# Start of Selected passage
INDIAN ARMED FORCES CHIEFS ON
OUR RELENTLESS AND FOCUSED PUBLISHING EFFORTS

 
SP Guide Publications puts forth a well compiled articulation of issues, pursuits and accomplishments of the Indian Army, over the years

— General Manoj Pande, Indian Army Chief

 
 
I am confident that SP Guide Publications would continue to inform, inspire and influence.

— Admiral R. Hari Kumar, Indian Navy Chief

My compliments to SP Guide Publications for informative and credible reportage on contemporary aerospace issues over the past six decades.

— Air Chief Marshal V.R. Chaudhari, Indian Air Force Chief
       


EXCLUSIVE

"We will have a lot of focus on Asia-Pacific"

“It is a market that we are spending a lot of time understanding the customer requirements in that region, and are investing a lot of human capital resources into our regional offices in both Beijing and Singapore in addition to local onsite warehouse and logistics support. I’m excited about the opportunities for Embraer in Asia-Pacific.” SP’s Aviation Editor-in-Chief Jayant Baranwal spoke to John Slattery, President & CEO of Embraer Commercial, on the growth plans of Embraer.

Issue: 04-2017Photo(s): By Embraer
John Slattery, President & CEO Embraer Commercial

Jayant Baranwal (JB): As President & CEO, what do you think is the most difficult challenging task you need to deal with as you head one of the most progressive regional aircraft manufacturers in the world?

John Slattery (Slattery): These are exciting times for Embraer – the development of our E-Jets E2 jets is on time, on budget and on schedule for their test programme and the first of the E2s, the E190-E2, is due to be delivered next year, in 2018. The most recent updates of the test programme are that the fourth E190-E2 has made its first flight, and the first E195-E2 prototype performed the first flight by the end of March.
# End of Selected passage
# Start of Records provided
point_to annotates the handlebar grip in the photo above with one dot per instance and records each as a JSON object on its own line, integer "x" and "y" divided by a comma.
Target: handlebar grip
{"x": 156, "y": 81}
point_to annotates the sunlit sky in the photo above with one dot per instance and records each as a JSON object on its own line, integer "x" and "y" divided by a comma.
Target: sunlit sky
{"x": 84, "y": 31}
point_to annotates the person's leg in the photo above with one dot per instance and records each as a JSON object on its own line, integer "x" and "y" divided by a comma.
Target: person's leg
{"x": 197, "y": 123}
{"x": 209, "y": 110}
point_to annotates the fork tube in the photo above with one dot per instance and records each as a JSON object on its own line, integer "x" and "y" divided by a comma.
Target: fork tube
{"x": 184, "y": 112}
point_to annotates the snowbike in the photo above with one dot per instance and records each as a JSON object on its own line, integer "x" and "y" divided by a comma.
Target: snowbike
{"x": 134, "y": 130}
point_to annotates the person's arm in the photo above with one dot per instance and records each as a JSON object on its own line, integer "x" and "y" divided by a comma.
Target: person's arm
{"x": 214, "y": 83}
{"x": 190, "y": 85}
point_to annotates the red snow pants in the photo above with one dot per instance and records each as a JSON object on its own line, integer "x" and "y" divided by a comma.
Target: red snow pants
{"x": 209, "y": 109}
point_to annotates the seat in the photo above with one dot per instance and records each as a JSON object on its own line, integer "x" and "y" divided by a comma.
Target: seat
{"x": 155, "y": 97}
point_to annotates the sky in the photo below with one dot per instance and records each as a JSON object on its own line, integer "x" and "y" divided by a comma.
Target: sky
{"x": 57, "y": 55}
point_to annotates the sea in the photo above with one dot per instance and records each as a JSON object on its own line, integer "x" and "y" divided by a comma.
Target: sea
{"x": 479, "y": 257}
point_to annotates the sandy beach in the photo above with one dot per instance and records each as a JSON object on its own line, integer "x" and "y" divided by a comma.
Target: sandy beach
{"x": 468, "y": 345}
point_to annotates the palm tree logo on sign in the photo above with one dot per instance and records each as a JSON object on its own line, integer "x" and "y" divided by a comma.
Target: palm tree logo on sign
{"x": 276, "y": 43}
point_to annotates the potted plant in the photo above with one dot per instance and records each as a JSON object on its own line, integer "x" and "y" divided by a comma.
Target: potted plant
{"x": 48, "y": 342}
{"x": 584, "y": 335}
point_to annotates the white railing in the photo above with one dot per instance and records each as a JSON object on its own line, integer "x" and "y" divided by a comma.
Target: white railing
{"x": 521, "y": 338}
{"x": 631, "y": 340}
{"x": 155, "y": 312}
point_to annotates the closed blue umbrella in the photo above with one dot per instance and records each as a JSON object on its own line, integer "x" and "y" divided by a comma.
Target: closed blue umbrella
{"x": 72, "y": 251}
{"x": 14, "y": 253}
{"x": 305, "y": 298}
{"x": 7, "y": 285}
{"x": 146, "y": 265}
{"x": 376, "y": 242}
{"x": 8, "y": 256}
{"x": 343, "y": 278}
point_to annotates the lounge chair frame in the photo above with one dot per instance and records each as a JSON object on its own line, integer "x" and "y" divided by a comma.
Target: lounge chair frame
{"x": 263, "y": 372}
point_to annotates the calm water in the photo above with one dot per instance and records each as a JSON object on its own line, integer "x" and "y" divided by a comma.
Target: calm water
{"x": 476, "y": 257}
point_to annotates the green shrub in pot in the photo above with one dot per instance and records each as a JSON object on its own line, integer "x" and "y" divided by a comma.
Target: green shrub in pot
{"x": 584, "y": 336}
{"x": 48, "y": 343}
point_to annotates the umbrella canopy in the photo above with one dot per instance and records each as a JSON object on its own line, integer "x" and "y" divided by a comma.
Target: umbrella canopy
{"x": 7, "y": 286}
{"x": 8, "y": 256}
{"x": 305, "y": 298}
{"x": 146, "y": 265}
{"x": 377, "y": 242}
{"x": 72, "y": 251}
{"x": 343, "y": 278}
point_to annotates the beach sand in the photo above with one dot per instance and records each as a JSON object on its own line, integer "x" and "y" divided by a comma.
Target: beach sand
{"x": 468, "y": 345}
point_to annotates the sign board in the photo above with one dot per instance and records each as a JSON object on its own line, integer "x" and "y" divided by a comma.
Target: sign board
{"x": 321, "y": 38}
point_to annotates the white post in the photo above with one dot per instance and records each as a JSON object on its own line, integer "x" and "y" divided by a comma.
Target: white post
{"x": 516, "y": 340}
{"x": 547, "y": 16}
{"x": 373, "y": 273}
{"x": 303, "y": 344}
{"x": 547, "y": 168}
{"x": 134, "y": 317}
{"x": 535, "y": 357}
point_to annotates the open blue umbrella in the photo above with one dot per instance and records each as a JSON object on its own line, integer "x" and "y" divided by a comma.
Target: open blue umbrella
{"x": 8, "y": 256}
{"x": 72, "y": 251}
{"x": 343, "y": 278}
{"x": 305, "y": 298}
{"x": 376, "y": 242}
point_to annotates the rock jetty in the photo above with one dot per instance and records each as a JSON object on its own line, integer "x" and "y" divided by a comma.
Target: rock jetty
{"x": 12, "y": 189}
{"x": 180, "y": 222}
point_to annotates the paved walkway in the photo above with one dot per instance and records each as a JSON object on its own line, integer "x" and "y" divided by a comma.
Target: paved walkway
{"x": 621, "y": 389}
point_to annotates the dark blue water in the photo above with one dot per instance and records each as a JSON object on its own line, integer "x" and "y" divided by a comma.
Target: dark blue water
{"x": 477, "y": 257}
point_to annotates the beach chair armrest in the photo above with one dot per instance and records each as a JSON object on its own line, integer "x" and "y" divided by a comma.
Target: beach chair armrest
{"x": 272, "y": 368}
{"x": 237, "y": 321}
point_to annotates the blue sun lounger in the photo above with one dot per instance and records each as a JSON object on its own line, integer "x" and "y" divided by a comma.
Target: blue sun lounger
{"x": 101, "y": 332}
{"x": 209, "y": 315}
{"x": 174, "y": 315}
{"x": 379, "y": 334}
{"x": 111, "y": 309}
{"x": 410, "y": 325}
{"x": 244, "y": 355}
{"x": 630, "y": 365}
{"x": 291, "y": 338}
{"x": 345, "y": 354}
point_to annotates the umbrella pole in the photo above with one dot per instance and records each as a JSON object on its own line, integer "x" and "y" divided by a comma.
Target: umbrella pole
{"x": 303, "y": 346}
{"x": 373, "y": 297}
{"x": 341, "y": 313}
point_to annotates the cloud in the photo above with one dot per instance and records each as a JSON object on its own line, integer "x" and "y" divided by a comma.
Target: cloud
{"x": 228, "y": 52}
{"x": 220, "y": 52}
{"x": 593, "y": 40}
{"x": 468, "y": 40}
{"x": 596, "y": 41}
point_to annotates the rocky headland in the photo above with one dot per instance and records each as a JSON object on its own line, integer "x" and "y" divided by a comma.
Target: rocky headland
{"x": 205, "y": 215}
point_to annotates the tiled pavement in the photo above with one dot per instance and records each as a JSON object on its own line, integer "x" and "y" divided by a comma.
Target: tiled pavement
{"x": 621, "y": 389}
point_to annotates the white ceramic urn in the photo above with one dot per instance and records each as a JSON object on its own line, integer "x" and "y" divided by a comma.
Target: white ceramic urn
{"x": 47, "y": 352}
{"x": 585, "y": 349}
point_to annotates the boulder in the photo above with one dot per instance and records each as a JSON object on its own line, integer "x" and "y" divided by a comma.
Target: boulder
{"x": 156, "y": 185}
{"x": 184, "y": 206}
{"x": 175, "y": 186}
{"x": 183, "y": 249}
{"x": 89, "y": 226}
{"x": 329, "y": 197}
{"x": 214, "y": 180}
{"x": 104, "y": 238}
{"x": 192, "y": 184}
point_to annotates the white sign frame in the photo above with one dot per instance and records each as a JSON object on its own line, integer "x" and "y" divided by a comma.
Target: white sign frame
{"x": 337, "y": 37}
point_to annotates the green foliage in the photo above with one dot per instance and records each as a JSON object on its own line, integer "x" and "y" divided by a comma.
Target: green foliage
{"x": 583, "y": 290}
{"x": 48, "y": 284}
# End of Records provided
According to the Embraer interview, in which two cities does Embraer have regional offices? These lines come from a separate source, not from the Embraer interview.

--- Written reply ---
Beijing and Singapore.